§ **DOCUMENT**

Poslednie Tanki V Parizhe (Последние танки в Париже; abbreviated П.Т.В.П., PTVP, or PTWP) is a Russian punk rock band from Saint-Petersburg. The band's name translates as The Last Tanks in Paris.

The group was founded in 1996 and has released six full-length albums in Russia. It was formed by drummer Edward Starkov and vocalist Alexei Nikonov. The group has intimated that their latest album, 2008's Zerkalo, will be the last they release on CD, believing it to be a dying medium. They are noted for their strong views against authoritarianism in Russian politics, and have repeatedly denounced the actions of Vladimir Putin in their lyrics. At the time the group first formed, it was one of comparatively few political rock bands in Russia, many of the anti-communist bands of the 1980s having broken up or moved into mainstream music after the dissolution of the Soviet Union. However, over the course of the 2000s, PTVP has become one of several well-known bands with outspoken political viewpoints in Russian rock music.

Members 
Alexei Nikonov - vocals
Anton Dokuchaev - guitar
Iegor Nedviga - bass, backing vocals
Denis Krivtsov - drums

Discography
Studio albums
 1998 — Девственность (Virginity)

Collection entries
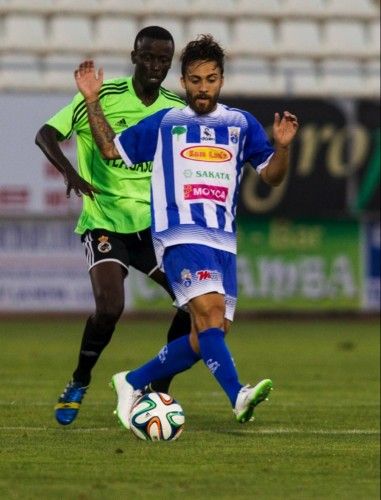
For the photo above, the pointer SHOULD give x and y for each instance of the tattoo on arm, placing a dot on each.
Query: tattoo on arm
(101, 129)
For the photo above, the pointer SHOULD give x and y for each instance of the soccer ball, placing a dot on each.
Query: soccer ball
(157, 417)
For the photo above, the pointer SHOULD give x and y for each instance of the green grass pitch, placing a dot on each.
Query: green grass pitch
(317, 438)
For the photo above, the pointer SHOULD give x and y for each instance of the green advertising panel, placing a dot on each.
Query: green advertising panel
(299, 265)
(286, 265)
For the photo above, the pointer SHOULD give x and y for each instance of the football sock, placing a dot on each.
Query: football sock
(181, 325)
(173, 358)
(94, 340)
(218, 359)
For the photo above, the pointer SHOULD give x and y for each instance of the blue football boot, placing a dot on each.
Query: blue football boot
(69, 402)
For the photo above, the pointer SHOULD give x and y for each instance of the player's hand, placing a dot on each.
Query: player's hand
(284, 128)
(76, 183)
(88, 80)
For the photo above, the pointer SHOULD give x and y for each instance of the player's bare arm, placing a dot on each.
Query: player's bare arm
(284, 132)
(89, 82)
(47, 139)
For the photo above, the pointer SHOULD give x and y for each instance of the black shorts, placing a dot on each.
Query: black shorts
(135, 249)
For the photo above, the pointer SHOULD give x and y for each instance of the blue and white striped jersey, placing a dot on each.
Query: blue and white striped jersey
(197, 168)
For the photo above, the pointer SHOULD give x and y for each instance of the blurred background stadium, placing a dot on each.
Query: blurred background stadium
(312, 244)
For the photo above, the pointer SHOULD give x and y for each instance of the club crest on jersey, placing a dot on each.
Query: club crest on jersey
(234, 135)
(104, 245)
(178, 130)
(206, 153)
(186, 277)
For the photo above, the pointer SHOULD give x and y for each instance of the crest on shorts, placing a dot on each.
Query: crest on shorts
(104, 245)
(186, 277)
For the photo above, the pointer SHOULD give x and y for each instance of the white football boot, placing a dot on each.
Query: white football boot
(249, 397)
(127, 396)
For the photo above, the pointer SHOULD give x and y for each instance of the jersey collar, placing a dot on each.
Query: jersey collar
(190, 112)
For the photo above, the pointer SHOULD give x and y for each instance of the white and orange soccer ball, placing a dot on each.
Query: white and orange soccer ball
(157, 417)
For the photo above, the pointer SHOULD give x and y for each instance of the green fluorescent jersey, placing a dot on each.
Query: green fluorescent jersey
(123, 204)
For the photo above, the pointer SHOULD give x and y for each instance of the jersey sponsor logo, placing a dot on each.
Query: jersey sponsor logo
(121, 123)
(208, 134)
(206, 153)
(145, 166)
(186, 277)
(212, 175)
(205, 191)
(206, 174)
(178, 130)
(104, 245)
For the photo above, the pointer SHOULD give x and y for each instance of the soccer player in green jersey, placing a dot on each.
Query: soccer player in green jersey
(115, 221)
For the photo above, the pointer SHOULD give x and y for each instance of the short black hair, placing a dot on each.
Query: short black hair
(204, 48)
(154, 32)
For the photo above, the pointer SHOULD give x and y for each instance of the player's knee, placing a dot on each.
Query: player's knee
(210, 317)
(108, 310)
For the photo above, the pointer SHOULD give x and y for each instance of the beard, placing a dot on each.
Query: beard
(204, 106)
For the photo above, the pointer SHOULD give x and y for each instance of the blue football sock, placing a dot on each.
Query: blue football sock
(173, 358)
(218, 359)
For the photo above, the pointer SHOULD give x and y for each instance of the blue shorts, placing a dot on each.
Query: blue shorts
(193, 270)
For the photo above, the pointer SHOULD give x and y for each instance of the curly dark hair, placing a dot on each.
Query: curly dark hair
(204, 48)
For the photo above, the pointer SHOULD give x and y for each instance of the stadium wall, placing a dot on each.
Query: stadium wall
(312, 244)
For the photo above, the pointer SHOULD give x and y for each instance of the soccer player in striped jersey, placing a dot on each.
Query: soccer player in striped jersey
(198, 155)
(115, 221)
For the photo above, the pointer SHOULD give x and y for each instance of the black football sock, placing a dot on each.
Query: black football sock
(94, 340)
(180, 326)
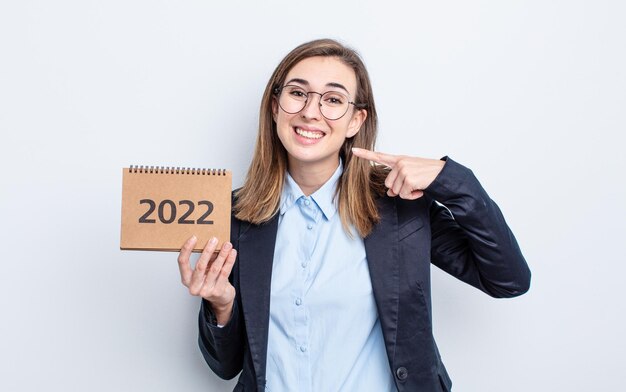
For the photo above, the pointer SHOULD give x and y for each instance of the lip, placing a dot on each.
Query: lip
(308, 140)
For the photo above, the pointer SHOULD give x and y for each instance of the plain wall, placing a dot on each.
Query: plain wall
(528, 94)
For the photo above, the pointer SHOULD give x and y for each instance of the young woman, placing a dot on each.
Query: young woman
(326, 284)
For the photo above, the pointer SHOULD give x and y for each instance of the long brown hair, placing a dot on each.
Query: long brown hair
(361, 183)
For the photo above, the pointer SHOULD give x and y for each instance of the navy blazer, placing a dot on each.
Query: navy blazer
(468, 238)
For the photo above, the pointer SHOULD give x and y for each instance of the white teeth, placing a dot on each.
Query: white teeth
(309, 134)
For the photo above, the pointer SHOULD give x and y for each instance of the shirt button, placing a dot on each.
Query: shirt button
(402, 373)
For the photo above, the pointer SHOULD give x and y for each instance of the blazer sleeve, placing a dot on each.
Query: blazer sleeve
(223, 347)
(470, 238)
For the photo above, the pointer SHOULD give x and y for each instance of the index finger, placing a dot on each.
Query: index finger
(378, 157)
(183, 260)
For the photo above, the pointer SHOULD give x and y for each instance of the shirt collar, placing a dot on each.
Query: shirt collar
(323, 197)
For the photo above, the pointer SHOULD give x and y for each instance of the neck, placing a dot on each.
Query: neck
(311, 177)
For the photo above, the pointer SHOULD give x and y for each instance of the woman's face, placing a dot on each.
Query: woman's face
(311, 140)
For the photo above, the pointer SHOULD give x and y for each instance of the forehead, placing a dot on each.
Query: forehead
(322, 72)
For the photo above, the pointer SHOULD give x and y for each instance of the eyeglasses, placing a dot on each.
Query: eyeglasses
(333, 104)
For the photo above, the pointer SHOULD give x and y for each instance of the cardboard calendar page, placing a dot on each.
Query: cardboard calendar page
(163, 207)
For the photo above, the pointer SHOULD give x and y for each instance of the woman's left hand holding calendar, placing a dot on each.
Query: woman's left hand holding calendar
(209, 278)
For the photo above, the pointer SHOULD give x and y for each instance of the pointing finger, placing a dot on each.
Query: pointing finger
(378, 157)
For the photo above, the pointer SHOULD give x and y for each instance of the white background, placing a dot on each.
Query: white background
(530, 95)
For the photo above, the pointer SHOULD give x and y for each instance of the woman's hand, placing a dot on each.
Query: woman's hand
(209, 279)
(409, 176)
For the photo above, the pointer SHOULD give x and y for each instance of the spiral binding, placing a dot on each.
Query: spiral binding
(176, 170)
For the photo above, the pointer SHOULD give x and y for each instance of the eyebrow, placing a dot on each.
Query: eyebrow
(331, 84)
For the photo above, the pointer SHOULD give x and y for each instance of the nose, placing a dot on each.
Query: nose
(312, 107)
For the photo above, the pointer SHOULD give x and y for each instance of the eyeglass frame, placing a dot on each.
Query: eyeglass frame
(279, 90)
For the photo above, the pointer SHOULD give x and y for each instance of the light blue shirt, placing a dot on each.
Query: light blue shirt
(324, 331)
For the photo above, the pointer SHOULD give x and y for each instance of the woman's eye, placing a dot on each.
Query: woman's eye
(334, 100)
(297, 93)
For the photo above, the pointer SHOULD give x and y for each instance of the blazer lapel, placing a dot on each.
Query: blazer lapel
(256, 253)
(381, 247)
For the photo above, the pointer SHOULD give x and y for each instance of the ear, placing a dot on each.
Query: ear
(274, 109)
(356, 121)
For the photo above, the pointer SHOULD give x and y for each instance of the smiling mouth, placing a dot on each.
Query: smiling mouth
(309, 134)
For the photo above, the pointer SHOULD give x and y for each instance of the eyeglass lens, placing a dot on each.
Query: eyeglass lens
(333, 104)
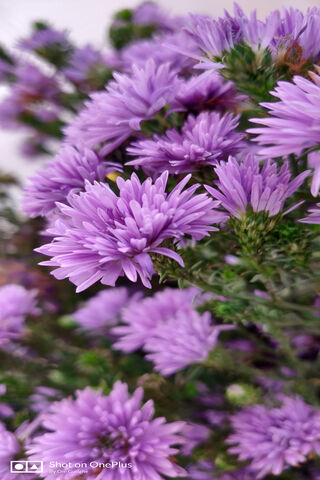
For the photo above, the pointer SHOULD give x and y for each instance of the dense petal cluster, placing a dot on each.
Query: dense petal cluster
(245, 183)
(102, 311)
(15, 304)
(67, 172)
(203, 141)
(102, 236)
(142, 318)
(183, 340)
(207, 92)
(274, 439)
(111, 117)
(105, 429)
(294, 121)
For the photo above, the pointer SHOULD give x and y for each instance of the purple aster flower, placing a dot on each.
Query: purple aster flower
(42, 398)
(143, 317)
(149, 13)
(103, 236)
(162, 49)
(15, 304)
(111, 117)
(102, 311)
(313, 215)
(276, 438)
(203, 141)
(294, 123)
(94, 428)
(84, 64)
(194, 434)
(244, 183)
(207, 92)
(44, 38)
(67, 172)
(183, 340)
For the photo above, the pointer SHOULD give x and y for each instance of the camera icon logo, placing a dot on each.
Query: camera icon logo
(26, 467)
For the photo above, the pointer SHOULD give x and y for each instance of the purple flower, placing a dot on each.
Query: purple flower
(83, 65)
(67, 172)
(111, 117)
(184, 339)
(313, 215)
(143, 317)
(15, 304)
(203, 140)
(294, 123)
(207, 92)
(42, 398)
(276, 438)
(244, 183)
(162, 49)
(103, 236)
(102, 311)
(44, 38)
(194, 435)
(94, 428)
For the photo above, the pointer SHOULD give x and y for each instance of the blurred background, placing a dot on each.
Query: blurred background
(87, 20)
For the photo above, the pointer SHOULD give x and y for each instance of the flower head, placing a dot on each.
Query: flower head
(277, 438)
(207, 92)
(102, 311)
(102, 236)
(105, 429)
(142, 318)
(294, 121)
(111, 117)
(244, 183)
(67, 172)
(203, 140)
(15, 304)
(184, 339)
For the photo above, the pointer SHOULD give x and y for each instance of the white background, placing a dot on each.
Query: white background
(87, 21)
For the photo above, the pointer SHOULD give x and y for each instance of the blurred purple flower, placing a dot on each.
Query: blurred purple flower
(143, 317)
(67, 172)
(277, 438)
(113, 428)
(185, 339)
(294, 121)
(102, 236)
(203, 141)
(111, 117)
(244, 183)
(102, 311)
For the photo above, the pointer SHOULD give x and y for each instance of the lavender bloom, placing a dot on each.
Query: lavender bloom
(111, 117)
(162, 49)
(203, 140)
(102, 311)
(277, 438)
(244, 183)
(207, 92)
(83, 65)
(42, 398)
(194, 435)
(142, 318)
(67, 172)
(313, 215)
(294, 123)
(103, 236)
(15, 303)
(44, 38)
(106, 429)
(183, 340)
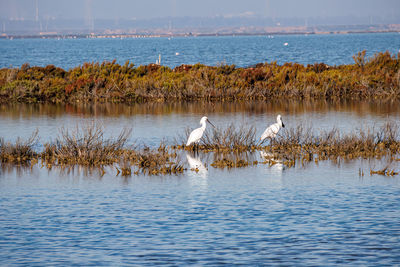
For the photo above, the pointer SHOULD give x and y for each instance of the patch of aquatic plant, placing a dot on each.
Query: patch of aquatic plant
(385, 172)
(230, 139)
(301, 144)
(153, 162)
(233, 160)
(85, 146)
(367, 78)
(20, 152)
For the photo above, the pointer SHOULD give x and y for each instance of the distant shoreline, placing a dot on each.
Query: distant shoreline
(50, 35)
(368, 78)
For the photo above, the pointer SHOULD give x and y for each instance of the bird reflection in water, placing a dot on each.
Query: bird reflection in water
(196, 166)
(276, 166)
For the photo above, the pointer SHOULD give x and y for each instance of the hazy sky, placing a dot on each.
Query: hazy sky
(129, 9)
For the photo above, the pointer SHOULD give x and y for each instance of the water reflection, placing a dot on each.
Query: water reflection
(18, 110)
(275, 166)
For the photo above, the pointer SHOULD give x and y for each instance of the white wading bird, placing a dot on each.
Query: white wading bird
(196, 134)
(273, 129)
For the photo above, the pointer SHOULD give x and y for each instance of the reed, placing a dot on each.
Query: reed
(229, 139)
(85, 146)
(368, 78)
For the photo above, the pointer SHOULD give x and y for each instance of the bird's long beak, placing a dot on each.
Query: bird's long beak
(210, 123)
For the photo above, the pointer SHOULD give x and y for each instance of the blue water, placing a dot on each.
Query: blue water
(321, 214)
(316, 216)
(239, 50)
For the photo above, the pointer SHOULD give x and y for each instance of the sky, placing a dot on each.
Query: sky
(142, 9)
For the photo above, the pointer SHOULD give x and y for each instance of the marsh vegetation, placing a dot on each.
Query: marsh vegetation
(232, 147)
(377, 77)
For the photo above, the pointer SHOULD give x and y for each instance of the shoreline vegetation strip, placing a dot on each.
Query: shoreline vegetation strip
(377, 77)
(230, 148)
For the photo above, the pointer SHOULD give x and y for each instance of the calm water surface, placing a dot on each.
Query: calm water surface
(242, 51)
(325, 214)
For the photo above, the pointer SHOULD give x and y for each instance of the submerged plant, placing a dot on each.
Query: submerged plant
(21, 152)
(86, 146)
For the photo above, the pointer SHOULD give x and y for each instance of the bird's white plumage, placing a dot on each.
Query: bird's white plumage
(196, 134)
(273, 129)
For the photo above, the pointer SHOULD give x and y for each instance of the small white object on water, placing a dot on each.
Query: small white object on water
(196, 134)
(273, 129)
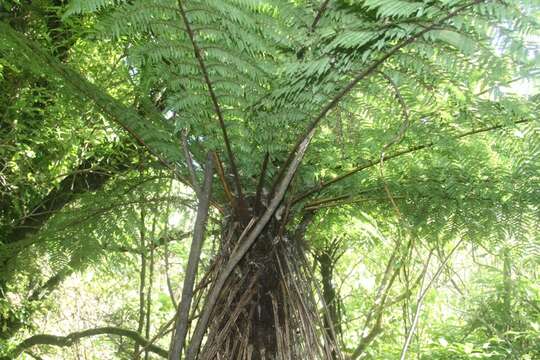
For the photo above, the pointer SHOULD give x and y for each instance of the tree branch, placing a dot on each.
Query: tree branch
(359, 77)
(215, 102)
(177, 340)
(68, 340)
(319, 15)
(150, 132)
(374, 162)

§ **SET TASKS**
**a)** Render the records, from the line containing "plumage, placing a dot on each." through the end of the records, as a JSON list of strings, one string per line, leaving out blank lines and the pictures.
**b)** Continue the text about the Last Tanks in Paris band from where it stops.
The text and the records come from separate sources.

§ **OUTPUTS IN ORDER**
**a)**
[
  "For the photo above, the pointer SHOULD give x and y for each instance of the bird's white plumage, placing a dot on each.",
  "Query: bird's white plumage",
  "(196, 134)",
  "(273, 129)",
  "For the photo above, the pointer SHOULD give x and y for each instance of the small white object on water, placing a dot on each.",
  "Query: small white object on water",
  "(196, 134)",
  "(273, 129)",
  "For the photo above, the pointer SHOULD give x and y for each instance of the tree branch, placing a dot on each.",
  "Query: tree branch",
  "(359, 77)",
  "(215, 102)",
  "(177, 340)",
  "(68, 340)",
  "(319, 15)",
  "(150, 132)",
  "(374, 162)"
]

**b)**
 1999 — Порномания (Pornomania)
 2001 — Гексаген (Hexagene)
 2004 — 2084
 2007 — Свобода слова (Freedom of Speech)
 2008 — Зеркало (The Mirror)
 2010 — Порядок вещей (The Order of Things)
 2012 — Ультиматум (The Ultimatum)
 2014 — Ключи от всех дверей (The Skeleton Key)

Singles, EPs, Demos
 1996: Olkaa Hyuve (single) (Finnish "You are Welcome")
 1996: Собаки в глазах (single) (Dogs in your Eyes)
 1998: Кировский / Дачный / Ласковый Муй Акустика (Kirovsky, Dachny (Suburban), My Tender Acoustics)
 1999: Порномания 99 (Pornomania 99)
 2001: Враньёмиксы (Lies Mix)
 2001: Гексаген (Переиздание’04) (Hexagene, Reissued '04)
 2002: Девствительность (Live) (Untraslatable portmanteau word, fusion of Reality and Virginity)
 2002: Может быть Хуже (Live in Moloko 10-07-2002) (Might be worse)
 2003: Кровь и Сперма (Live in Oplandina 2003) (Blood and Sperm)
 2004: Евростандарт (single) (Eurostandard)
 2005: 2085
 2005: Свобода cлова (Demo) (Freedom of Speech)
 2006: Зелёные поезда (Acoustic, Live in Вологда 20-05-2006) (Green Trains) (Live in Vologda)
 2006: Техника Быстрой Записи (The Technique of Speedy Recording)
 2007: Обычный день (Media EP) (An Ordinary Day)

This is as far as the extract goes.